■ **VOTRE CONSIGNE**: Recopiez mot pour mot le passage de l'entretien sur le Cabaret Vert compris entre « Contrairement à d’autres » et « toute l’année ? », ces deux bornes incluses.

■ **TEXTE FOURNI**:
============

Mais avec plus d’une centaine d’artistes, nous restons une référence. Cela dit, malgré toutes nos idées et notre expérience en la matière, le Cabaret Vert reste un colosse aux pieds d’argiles. Avec deux journées record en 2024 et deux autres journées très bien fréquentées, nous avons juste pu tenir les comptes. Il faut en effet un taux de remplissage de 95% pour être à flot. Vous comprendrez donc que chaque année nous prenons d’énormes risques. Mais c’est aussi là où notre réflexion est différente d’autres événements du même genre, ce festival participe à la vie de la région, il permet à de nombreux commerçants de pouvoir proposer leurs produits et leur savoir-faire. Une année sans festival serait pour eux très dommageable ».
Contrairement à d’autres événements qui occupent leur site juste quelques jours par an, vous avez établi votre bureau sur place, cela veut dire qu’organiser un tel événement est un emploi à plein temps pour toute l’année ?
« Oui, nous avons une équipe permanente d’une vingtaine de personnes, à l’année, sur le site, mais nous devons inclure dans le team nos 2700 bénévoles et les 230 responsables d’équipes car ils sont nos bras et nos jambes. A nous les idées, à eux le temps et l’énergie. Mais pour en revenir à votre question, oui, un tel événement sollicite une implication assez énergivore. D’autant plus que le feu vert vient d’être affiché pour la réhabilitation de la Macérienne, l’usine qui représente le symbole de ce coin. Cela va encore nous demander un peu plus d’investissement en termes de temps et d’implication. »
Tant de variations par rapport aux autres événements du genre, cela dénote un peu dans le paysage actuel…
« Nous n’avons pas peur d’affirmer que nous avons un peu un statut d’Ovni dans ce monde des festivals car nous n’appliquons pas les codes communs. Souvent, des festivals de notre ampleur attirent une ou deux têtes d’affiches et font toute leur communication sur cette attraction, les autres groupes étant d’un calibre bien moins intéressant. Ici, nous nous battons pour garder un line-up qualitatif et quantitatif (plus de 100 artistes) capable de tenir la barre haute dans trois styles différents (urbain / rock – métal / variété –dance) et tout ceci pour un budget raisonnable. Cette logique ne s’applique d’ailleurs pas qu’à la musique. Pour la nourriture et les boissons, nous appliquons les mêmes préceptes. Nous voulons proposer de la qualité et du choix, mais en valorisant également le territoire. Ainsi, tous nos produits proviennent d’exploitations situées à moins de 200 km du site.
« Nous pourrions gagner du temps et de l’argent en nous associant à un gros fournisseur/sponsor mais cela irait à l’encontre de notre charte. Nous préférons permettre à plusieurs petites structures de venir présenter leurs produits. Ainsi, nous avons une soixantaine de bières spéciales, dont des Belges, qui sont disponibles à un endroit ou l’autre du festival. Et vu qu’elles sont toutes excellentes, on n’y perd pas au change, tout en respectant l’engagement écologique vu que le rayon de transport est limité ».

============

■ **MATÉRIEL FOURNI**:
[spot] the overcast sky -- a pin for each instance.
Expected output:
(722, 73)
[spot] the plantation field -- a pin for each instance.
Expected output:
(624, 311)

============

■ **CORRIGÉ PROPOSÉ**:
Contrairement à d’autres événements qui occupent leur site juste quelques jours par an, vous avez établi votre bureau sur place, cela veut dire qu’organiser un tel événement est un emploi à plein temps pour toute l’année ?